═══ Texto del ejercicio

Me acosté en la camilla que ya me resultaba familiar y me concentré en leer. Cada tanto, escribía mensajes a mis hijos y a mi amiga, para ir contándoles lo que iba pasando. La comodidad que sentía ese día me hizo pensar en lo rápido que nos acostumbramos a todo, incluso al aislamiento. Una técnica entró envuelta en plástico, de los pies a la cabeza. Traía siete tubos de ensayo rotulados en una bandeja (los conté mientras me extraía la sangre). Al rato, otra técnica vestida de blanco y un barbijo muy grande que le empañaba los anteojos, trajo cuatro hisopos muy largos.
-Te vamos a testear para el Coronavirus -me adelantó, sin mucha más explicación.
Supuse que esta vez querían analizar hasta lo que creían o no posible, para redimir los errores del sábado. Podía sentir el miedo que tenían todos los que se contactaban conmigo. ¿En cuántos lugares estará pasando lo mismo?, pensé. ¿Cuántas enfermedades no se están detectando? ¿Cuánta gente no se acercará a las guardias por miedo a que le pase lo mismo que a mí o a contagiarse?
Desde mi camilla escuchaba todo lo que sucedía en los consultorios vecinos que también se usaban para aislamiento. Un padre con un bebé afiebrado que lloraba rogaba que dejaran entrar a la madre.
Después de tomar mucha agua (esta vez había traído una botella de casa), pedí ir al baño. Creo que ese momento fue en el que sentí con más intensidad la sensación de ser peligrosa para la humanidad. Por protocolo, me tenían que acompañar y esperar dos enfermeros. Caminaban conmigo, uno delante y otro detrás, manteniendo una distancia de dos metros.
-Cuidado, es un Covid -le decían a todo el que nos cruzábamos.
Me indigné, se los dije y me pidieron disculpas.
-Es el protocolo, señora -dijeron.

══════
═══ Contenido del conjunto

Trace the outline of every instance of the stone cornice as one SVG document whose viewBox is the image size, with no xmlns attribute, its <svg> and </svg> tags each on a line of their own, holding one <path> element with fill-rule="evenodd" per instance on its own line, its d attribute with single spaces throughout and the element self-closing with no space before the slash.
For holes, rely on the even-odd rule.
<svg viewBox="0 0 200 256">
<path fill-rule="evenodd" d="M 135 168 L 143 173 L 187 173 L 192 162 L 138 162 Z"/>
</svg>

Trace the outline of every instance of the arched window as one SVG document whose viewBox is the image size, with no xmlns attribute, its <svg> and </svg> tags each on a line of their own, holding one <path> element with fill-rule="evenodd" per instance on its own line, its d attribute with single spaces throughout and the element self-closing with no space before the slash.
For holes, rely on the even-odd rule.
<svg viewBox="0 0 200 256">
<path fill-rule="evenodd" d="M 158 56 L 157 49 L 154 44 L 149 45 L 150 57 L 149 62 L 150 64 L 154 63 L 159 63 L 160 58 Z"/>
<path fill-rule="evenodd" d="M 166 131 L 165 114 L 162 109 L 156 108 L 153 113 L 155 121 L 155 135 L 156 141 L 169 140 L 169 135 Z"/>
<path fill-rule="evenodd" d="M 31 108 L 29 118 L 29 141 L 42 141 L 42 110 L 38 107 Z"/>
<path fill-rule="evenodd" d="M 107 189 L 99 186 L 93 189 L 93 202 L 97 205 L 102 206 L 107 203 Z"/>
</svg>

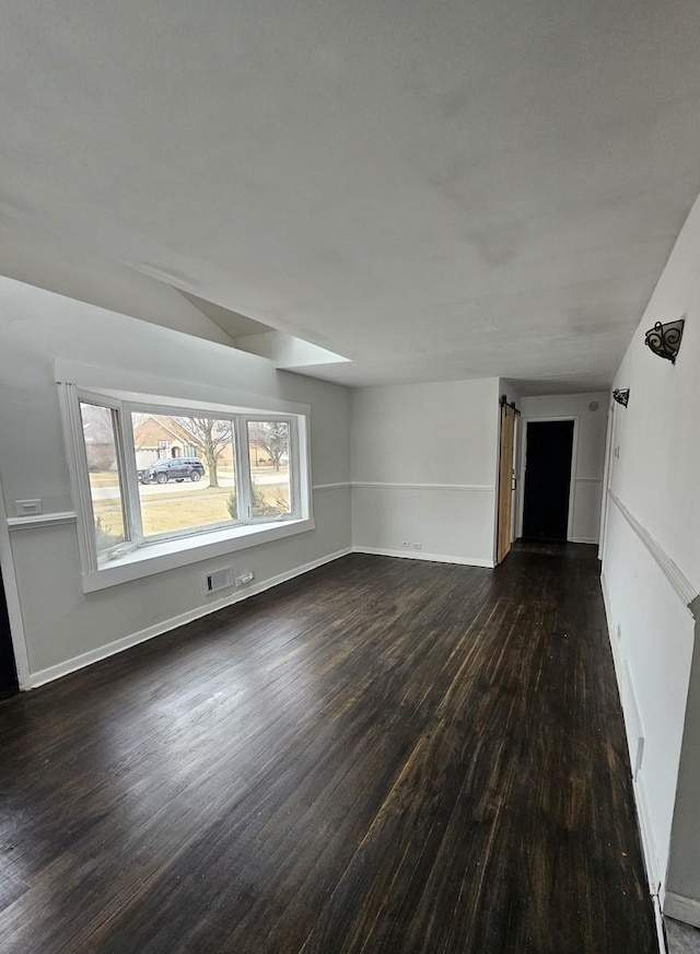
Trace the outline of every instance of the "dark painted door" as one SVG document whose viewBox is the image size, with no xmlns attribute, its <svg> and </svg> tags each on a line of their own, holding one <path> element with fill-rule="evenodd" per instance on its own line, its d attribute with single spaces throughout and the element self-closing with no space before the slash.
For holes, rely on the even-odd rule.
<svg viewBox="0 0 700 954">
<path fill-rule="evenodd" d="M 14 653 L 10 636 L 8 604 L 0 572 L 0 699 L 18 691 L 18 673 L 14 667 Z"/>
<path fill-rule="evenodd" d="M 523 536 L 565 540 L 569 525 L 573 421 L 529 421 Z"/>
</svg>

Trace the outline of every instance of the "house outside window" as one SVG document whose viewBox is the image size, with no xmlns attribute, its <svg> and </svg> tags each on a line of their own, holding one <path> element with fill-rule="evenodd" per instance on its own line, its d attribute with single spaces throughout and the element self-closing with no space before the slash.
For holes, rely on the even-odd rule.
<svg viewBox="0 0 700 954">
<path fill-rule="evenodd" d="M 145 559 L 170 540 L 205 545 L 223 533 L 253 545 L 250 534 L 308 520 L 303 415 L 149 406 L 60 386 L 83 572 L 113 568 L 135 551 Z"/>
</svg>

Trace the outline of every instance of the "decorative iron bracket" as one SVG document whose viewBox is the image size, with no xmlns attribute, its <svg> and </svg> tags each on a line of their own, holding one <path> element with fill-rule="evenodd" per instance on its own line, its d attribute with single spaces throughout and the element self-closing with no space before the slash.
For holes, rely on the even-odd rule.
<svg viewBox="0 0 700 954">
<path fill-rule="evenodd" d="M 665 325 L 656 322 L 654 327 L 646 331 L 644 344 L 654 354 L 658 354 L 660 358 L 665 358 L 672 364 L 675 364 L 682 340 L 682 327 L 685 324 L 685 318 L 678 318 L 677 322 L 667 322 Z"/>
<path fill-rule="evenodd" d="M 627 407 L 630 399 L 629 387 L 616 387 L 612 392 L 612 397 L 617 400 L 618 404 L 621 404 L 622 407 Z"/>
</svg>

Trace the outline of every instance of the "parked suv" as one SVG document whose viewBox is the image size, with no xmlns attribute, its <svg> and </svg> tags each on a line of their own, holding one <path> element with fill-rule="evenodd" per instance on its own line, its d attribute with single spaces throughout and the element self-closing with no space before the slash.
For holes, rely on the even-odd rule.
<svg viewBox="0 0 700 954">
<path fill-rule="evenodd" d="M 205 465 L 199 457 L 168 457 L 139 470 L 139 480 L 141 484 L 167 484 L 168 480 L 182 484 L 186 477 L 194 481 L 201 480 L 203 473 Z"/>
</svg>

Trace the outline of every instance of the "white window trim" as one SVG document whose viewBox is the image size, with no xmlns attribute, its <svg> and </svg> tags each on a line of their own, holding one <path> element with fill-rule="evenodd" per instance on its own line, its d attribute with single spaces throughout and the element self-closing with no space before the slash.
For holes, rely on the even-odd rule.
<svg viewBox="0 0 700 954">
<path fill-rule="evenodd" d="M 93 382 L 98 380 L 102 369 L 86 367 L 85 374 L 75 373 L 72 362 L 56 362 L 56 379 L 59 385 L 59 402 L 63 422 L 65 441 L 68 450 L 68 465 L 73 502 L 77 512 L 78 543 L 82 567 L 83 592 L 93 592 L 117 583 L 139 579 L 144 575 L 163 572 L 164 570 L 195 563 L 210 557 L 223 556 L 236 550 L 258 546 L 275 539 L 281 539 L 293 534 L 305 533 L 314 530 L 315 523 L 312 512 L 312 479 L 311 479 L 311 451 L 308 442 L 308 406 L 296 405 L 279 399 L 266 400 L 259 396 L 252 398 L 245 396 L 246 405 L 221 402 L 221 392 L 215 388 L 205 387 L 211 396 L 211 404 L 200 402 L 197 397 L 163 397 L 177 391 L 192 392 L 191 384 L 177 387 L 173 382 L 159 381 L 154 391 L 148 394 L 142 389 L 142 383 L 133 381 L 133 375 L 125 372 L 121 388 L 114 386 L 115 369 L 106 369 L 104 375 L 108 388 L 96 386 Z M 72 371 L 71 376 L 79 381 L 82 377 L 85 385 L 75 381 L 67 381 L 67 371 Z M 138 379 L 139 375 L 136 375 Z M 90 384 L 88 384 L 90 382 Z M 149 381 L 153 387 L 154 382 Z M 196 391 L 201 393 L 202 388 Z M 124 396 L 124 397 L 122 397 Z M 229 400 L 233 395 L 226 395 Z M 219 399 L 218 399 L 219 398 Z M 240 399 L 238 395 L 236 398 Z M 92 493 L 85 457 L 83 440 L 82 418 L 80 414 L 80 400 L 93 400 L 103 406 L 114 407 L 120 414 L 118 420 L 120 428 L 117 440 L 119 442 L 120 459 L 122 462 L 122 508 L 125 521 L 128 526 L 137 530 L 138 540 L 129 540 L 116 545 L 109 551 L 106 559 L 97 558 L 94 520 L 92 507 Z M 249 402 L 249 403 L 248 403 Z M 234 524 L 212 524 L 211 527 L 195 531 L 182 531 L 158 537 L 143 539 L 140 525 L 139 490 L 136 476 L 136 466 L 124 466 L 126 461 L 126 447 L 132 444 L 131 410 L 149 412 L 172 414 L 177 409 L 183 415 L 194 414 L 202 416 L 203 412 L 212 417 L 221 414 L 234 418 L 234 427 L 238 424 L 247 428 L 248 420 L 285 420 L 290 422 L 291 434 L 291 461 L 290 461 L 290 487 L 293 500 L 292 513 L 273 520 L 265 517 L 252 519 L 248 522 Z M 249 461 L 243 452 L 247 442 L 243 444 L 240 434 L 236 434 L 235 453 L 238 455 L 241 480 L 250 480 Z M 131 442 L 131 443 L 130 443 Z M 246 458 L 246 459 L 244 459 Z M 292 473 L 292 469 L 294 473 Z M 138 546 L 137 546 L 138 543 Z"/>
</svg>

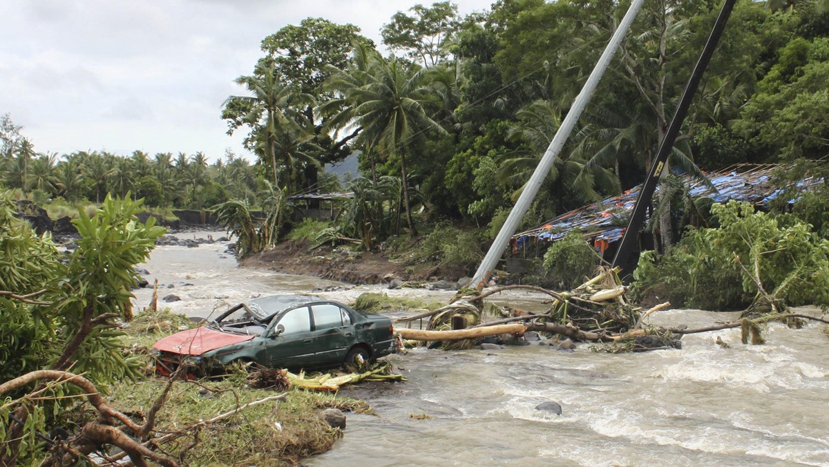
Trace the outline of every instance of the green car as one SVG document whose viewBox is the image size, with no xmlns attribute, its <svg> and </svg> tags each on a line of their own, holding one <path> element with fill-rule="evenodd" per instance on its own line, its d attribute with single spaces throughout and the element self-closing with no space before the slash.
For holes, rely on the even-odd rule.
<svg viewBox="0 0 829 467">
<path fill-rule="evenodd" d="M 391 321 L 334 300 L 274 295 L 239 304 L 205 326 L 153 345 L 164 374 L 180 364 L 210 372 L 235 362 L 308 368 L 370 362 L 397 349 Z"/>
</svg>

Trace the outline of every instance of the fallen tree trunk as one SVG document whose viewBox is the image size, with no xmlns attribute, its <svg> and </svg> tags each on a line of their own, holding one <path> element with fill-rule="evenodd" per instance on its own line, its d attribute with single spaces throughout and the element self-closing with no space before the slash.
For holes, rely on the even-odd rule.
<svg viewBox="0 0 829 467">
<path fill-rule="evenodd" d="M 424 329 L 397 328 L 400 337 L 415 341 L 458 341 L 473 339 L 496 334 L 522 334 L 526 330 L 524 324 L 501 324 L 486 328 L 470 328 L 455 331 L 427 331 Z"/>
</svg>

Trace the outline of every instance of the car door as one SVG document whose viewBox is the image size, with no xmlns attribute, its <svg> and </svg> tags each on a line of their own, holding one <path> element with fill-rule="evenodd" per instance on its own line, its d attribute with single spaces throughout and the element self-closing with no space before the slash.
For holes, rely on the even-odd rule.
<svg viewBox="0 0 829 467">
<path fill-rule="evenodd" d="M 356 343 L 351 315 L 336 304 L 312 304 L 311 315 L 317 338 L 318 360 L 321 364 L 342 362 L 348 349 Z"/>
<path fill-rule="evenodd" d="M 266 364 L 279 368 L 313 364 L 317 343 L 311 330 L 311 310 L 308 307 L 298 307 L 278 316 L 271 329 L 283 328 L 284 330 L 277 335 L 271 332 L 266 338 L 263 358 Z"/>
</svg>

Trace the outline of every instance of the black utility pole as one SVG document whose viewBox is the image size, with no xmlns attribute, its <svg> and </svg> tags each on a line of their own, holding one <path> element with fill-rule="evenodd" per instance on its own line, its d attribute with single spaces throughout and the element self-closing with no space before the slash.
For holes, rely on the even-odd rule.
<svg viewBox="0 0 829 467">
<path fill-rule="evenodd" d="M 691 77 L 688 78 L 688 82 L 685 85 L 685 90 L 682 91 L 682 96 L 679 100 L 676 112 L 674 114 L 673 119 L 671 120 L 671 124 L 668 125 L 668 129 L 665 133 L 665 138 L 659 146 L 659 152 L 657 153 L 657 157 L 653 159 L 651 172 L 648 173 L 647 178 L 645 179 L 645 184 L 642 187 L 642 191 L 639 192 L 639 197 L 637 198 L 636 205 L 633 207 L 633 212 L 631 214 L 630 221 L 628 222 L 628 228 L 625 229 L 624 236 L 622 237 L 622 243 L 619 244 L 619 248 L 616 251 L 616 256 L 613 258 L 613 267 L 621 266 L 624 264 L 637 244 L 639 237 L 639 230 L 642 229 L 642 224 L 645 221 L 645 212 L 651 204 L 651 199 L 653 197 L 653 191 L 657 188 L 657 183 L 659 182 L 659 176 L 662 172 L 662 168 L 667 162 L 668 154 L 673 149 L 673 144 L 676 141 L 676 135 L 679 134 L 679 130 L 682 126 L 682 122 L 685 120 L 685 116 L 688 114 L 688 108 L 691 106 L 691 101 L 694 99 L 694 95 L 696 93 L 696 88 L 700 85 L 702 74 L 705 71 L 705 68 L 708 67 L 708 62 L 710 61 L 711 56 L 714 55 L 714 51 L 717 48 L 717 44 L 720 43 L 720 37 L 722 36 L 723 30 L 725 29 L 725 23 L 728 22 L 728 18 L 731 14 L 731 10 L 734 8 L 734 2 L 735 0 L 725 0 L 722 9 L 720 10 L 717 21 L 714 23 L 711 34 L 708 36 L 708 41 L 705 42 L 705 46 L 702 49 L 702 54 L 700 55 L 700 59 L 697 61 L 696 66 L 694 66 L 694 71 L 691 72 Z"/>
</svg>

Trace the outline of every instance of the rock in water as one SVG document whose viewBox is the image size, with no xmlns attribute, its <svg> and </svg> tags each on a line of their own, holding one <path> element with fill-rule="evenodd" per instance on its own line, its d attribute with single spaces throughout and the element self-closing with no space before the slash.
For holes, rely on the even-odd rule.
<svg viewBox="0 0 829 467">
<path fill-rule="evenodd" d="M 555 415 L 561 415 L 561 404 L 554 402 L 553 401 L 548 401 L 536 406 L 536 410 L 554 413 Z"/>
<path fill-rule="evenodd" d="M 340 409 L 325 409 L 319 413 L 319 417 L 332 428 L 346 429 L 346 414 Z"/>
</svg>

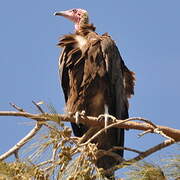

══════

▶ _Preguntas_
• a. ¿Concuerdan con el relato estas afirmaciones? (i) La primera técnica traía siete tubos de ensayo. (ii) La botella de agua se la dieron en el hospital. (iii) Los enfermeros mantenían una distancia de tres metros. Conteste a cada una con sí o no y cite textualmente las palabras decisivas del relato.
• b. Devuelva sin ningún cambio el tramo del relato que va desde "Desde mi camilla" hasta "de dos metros.".
Las entradas no intervienen para nada en esto.

▶ _Ejercicio resuelto_
• a.
(i) Sí: "Traía siete tubos de ensayo rotulados en una bandeja".
(ii) No: "esta vez había traído una botella de casa".
(iii) No: "manteniendo una distancia de dos metros".

• b.
Desde mi camilla escuchaba todo lo que sucedía en los consultorios vecinos que también se usaban para aislamiento. Un padre con un bebé afiebrado que lloraba rogaba que dejaran entrar a la madre.
Después de tomar mucha agua (esta vez había traído una botella de casa), pedí ir al baño. Creo que ese momento fue en el que sentí con más intensidad la sensación de ser peligrosa para la humanidad. Por protocolo, me tenían que acompañar y esperar dos enfermeros. Caminaban conmigo, uno delante y otro detrás, manteniendo una distancia de dos metros.